• **PROBLEM 1**: Please print the rows without any change, from the line containing "Each instance gets a single point. Label the dry grass field" through the end of the rows.

• **EXCERPT**:
+-------+

This should be ideal indeed though with the risk of breaking the current
ABI (FWIW, FreeBSD seems to do a first pass to check for violations:
https://github.com/freebsd/freebsd/blob/master/sys/vm/vm_map.c#L2630).

However, I'm not sure it's worth the hassle. Do we expect the user to
call mprotect() across multiple mixed type mappings while relying on no
change if an error is returned? We should probably at least document the
current behaviour in the mprotect man page.
Khalid Aziz Oct. 14, 2020, 9:21 p.m. UTC | #13
On 10/13/20 3:16 AM, Catalin Marinas wrote:
> On Mon, Oct 12, 2020 at 01:14:50PM -0600, Khalid Aziz wrote:
>> On 10/12/20 11:22 AM, Catalin Marinas wrote:
>>> On Mon, Oct 12, 2020 at 11:03:33AM -0600, Khalid Aziz wrote:
>>>> On 10/10/20 5:09 AM, Catalin Marinas wrote:
>>>>> On Wed, Oct 07, 2020 at 02:14:09PM -0600, Khalid Aziz wrote:
>>>>>> On 10/7/20 1:39 AM, Jann Horn wrote:
>>>>>>> arch_validate_prot() is a hook that can validate whether a given set of
>>>>>>> protection flags is valid in an mprotect() operation. It is given the set
>>>>>>> of protection flags and the address being modified.

+-------+

• **PROBLEM 2**: Give the name of every person mentioned in the mprotect excerpt.

Dataset records
+-------+

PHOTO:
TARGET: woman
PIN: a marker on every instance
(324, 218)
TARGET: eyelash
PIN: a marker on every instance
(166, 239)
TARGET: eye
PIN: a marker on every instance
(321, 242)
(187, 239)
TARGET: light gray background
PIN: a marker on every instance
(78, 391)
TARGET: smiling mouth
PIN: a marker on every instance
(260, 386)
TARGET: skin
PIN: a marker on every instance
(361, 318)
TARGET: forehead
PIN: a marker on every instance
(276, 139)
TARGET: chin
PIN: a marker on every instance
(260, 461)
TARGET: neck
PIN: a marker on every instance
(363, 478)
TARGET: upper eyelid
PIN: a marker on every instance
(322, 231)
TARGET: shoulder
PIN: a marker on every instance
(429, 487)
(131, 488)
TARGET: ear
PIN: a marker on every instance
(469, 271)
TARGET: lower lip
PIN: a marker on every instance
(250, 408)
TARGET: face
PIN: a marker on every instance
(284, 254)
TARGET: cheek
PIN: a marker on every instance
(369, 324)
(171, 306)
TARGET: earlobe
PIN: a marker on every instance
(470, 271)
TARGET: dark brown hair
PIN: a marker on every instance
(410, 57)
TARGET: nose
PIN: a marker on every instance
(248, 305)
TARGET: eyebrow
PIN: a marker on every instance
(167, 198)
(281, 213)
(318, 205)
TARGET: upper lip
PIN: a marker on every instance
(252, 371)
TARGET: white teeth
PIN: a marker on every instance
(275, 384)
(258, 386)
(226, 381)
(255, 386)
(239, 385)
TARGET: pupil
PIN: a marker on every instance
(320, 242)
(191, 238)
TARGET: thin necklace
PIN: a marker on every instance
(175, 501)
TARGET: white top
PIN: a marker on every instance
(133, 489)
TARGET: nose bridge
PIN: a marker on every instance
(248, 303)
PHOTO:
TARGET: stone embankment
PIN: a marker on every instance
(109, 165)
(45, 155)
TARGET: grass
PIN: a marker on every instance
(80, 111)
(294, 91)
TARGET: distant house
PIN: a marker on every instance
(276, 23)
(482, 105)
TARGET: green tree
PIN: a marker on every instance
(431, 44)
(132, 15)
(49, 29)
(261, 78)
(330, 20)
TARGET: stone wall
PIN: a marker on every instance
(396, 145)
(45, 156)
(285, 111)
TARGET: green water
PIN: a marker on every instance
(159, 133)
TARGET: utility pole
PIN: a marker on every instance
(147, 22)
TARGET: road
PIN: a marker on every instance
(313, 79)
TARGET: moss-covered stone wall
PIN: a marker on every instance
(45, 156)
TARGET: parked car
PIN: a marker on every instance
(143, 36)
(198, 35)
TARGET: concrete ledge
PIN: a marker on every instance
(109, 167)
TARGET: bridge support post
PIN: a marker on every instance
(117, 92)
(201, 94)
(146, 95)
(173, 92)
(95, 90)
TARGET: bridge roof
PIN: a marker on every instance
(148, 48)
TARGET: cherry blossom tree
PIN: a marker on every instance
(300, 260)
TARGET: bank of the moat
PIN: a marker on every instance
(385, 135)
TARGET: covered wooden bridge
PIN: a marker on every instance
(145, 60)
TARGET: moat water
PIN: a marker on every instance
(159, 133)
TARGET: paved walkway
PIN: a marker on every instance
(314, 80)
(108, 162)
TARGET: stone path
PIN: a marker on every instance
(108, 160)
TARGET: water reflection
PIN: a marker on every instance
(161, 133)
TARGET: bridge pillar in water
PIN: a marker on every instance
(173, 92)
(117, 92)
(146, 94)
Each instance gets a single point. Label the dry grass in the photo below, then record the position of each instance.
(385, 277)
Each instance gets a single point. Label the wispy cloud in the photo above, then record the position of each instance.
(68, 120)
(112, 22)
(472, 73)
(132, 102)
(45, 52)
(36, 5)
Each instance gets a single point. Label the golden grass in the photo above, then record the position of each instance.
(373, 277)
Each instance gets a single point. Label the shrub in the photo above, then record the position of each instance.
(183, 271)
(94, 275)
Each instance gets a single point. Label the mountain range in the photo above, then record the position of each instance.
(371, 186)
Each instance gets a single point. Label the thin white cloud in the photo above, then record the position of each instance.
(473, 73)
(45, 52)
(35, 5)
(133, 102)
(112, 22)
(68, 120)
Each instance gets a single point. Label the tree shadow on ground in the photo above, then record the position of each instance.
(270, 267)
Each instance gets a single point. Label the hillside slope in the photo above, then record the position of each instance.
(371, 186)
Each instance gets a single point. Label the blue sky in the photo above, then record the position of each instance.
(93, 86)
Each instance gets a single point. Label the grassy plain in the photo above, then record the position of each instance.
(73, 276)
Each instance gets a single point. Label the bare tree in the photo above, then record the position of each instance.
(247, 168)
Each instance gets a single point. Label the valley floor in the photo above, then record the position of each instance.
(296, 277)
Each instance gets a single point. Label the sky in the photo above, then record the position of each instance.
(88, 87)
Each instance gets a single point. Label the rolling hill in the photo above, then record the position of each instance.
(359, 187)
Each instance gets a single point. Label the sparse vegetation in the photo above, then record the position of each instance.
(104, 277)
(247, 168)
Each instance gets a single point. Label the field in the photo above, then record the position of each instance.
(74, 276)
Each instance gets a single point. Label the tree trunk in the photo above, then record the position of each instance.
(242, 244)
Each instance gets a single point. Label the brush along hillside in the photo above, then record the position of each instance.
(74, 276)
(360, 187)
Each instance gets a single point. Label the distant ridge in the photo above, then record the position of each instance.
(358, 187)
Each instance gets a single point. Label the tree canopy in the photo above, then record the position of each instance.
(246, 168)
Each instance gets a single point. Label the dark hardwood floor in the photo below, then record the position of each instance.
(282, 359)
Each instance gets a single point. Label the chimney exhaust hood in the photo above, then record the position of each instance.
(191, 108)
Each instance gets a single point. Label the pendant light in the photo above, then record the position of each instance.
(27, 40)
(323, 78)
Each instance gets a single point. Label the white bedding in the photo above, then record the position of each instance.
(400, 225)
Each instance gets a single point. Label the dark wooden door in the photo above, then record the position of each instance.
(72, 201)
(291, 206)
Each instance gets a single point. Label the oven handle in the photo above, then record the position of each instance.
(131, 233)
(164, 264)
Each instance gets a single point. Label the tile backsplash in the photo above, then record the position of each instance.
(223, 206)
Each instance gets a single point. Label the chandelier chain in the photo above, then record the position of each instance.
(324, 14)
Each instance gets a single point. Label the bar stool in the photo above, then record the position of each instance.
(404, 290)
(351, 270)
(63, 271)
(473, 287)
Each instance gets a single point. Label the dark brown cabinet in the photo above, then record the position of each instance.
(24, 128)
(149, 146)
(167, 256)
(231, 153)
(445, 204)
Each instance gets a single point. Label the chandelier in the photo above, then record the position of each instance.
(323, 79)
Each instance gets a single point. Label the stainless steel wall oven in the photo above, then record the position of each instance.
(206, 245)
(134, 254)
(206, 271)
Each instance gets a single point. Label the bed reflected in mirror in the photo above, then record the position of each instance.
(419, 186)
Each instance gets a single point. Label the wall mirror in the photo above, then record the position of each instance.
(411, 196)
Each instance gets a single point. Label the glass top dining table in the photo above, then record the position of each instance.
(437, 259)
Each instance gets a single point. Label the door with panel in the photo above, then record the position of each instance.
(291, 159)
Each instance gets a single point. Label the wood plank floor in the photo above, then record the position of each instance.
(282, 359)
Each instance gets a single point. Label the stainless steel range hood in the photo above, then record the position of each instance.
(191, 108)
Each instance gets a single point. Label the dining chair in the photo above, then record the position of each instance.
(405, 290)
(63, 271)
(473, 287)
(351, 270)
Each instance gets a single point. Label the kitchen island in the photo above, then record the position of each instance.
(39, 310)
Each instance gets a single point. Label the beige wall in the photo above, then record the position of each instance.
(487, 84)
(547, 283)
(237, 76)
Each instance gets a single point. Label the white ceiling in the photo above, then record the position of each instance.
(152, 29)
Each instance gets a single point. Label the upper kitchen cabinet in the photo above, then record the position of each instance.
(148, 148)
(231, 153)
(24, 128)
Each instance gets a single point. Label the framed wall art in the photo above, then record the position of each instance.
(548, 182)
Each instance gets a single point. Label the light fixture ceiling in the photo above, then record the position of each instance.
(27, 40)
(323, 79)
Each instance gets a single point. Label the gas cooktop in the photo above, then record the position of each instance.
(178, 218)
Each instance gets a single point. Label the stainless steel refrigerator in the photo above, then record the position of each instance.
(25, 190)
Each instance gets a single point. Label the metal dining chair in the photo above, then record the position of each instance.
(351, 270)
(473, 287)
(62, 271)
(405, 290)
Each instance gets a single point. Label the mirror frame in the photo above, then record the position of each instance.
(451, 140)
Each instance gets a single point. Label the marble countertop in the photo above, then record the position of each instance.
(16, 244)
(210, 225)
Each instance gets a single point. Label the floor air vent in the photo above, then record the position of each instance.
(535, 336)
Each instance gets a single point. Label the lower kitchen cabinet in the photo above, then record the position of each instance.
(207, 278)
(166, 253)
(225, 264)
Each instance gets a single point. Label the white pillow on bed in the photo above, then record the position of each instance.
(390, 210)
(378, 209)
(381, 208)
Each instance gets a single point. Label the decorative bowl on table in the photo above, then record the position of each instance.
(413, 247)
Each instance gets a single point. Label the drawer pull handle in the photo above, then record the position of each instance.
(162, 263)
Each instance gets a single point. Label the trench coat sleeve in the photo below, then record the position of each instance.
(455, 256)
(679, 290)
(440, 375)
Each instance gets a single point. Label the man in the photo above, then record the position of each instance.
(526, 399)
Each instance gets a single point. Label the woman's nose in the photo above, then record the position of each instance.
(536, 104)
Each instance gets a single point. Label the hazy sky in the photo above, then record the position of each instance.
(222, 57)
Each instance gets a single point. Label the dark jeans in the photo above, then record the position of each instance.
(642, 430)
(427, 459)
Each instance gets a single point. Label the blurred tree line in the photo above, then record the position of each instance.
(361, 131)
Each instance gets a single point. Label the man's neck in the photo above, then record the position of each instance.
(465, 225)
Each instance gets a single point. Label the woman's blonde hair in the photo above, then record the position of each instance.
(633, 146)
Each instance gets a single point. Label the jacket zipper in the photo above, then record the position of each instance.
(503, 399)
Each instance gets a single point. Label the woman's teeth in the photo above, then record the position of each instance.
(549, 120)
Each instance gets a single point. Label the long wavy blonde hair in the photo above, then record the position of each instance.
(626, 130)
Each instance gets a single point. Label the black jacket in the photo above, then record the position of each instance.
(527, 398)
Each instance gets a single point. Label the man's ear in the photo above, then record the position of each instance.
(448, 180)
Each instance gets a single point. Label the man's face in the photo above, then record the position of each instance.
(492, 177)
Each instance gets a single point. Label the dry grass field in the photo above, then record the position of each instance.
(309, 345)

+-------+

• **TASK ANSWER 1**:
Each instance gets a single point. Label the dry grass field in the photo above, then record the position of each instance.
(309, 345)

• **TASK ANSWER 2**:
Khalid Aziz
Catalin Marinas
Jann Horn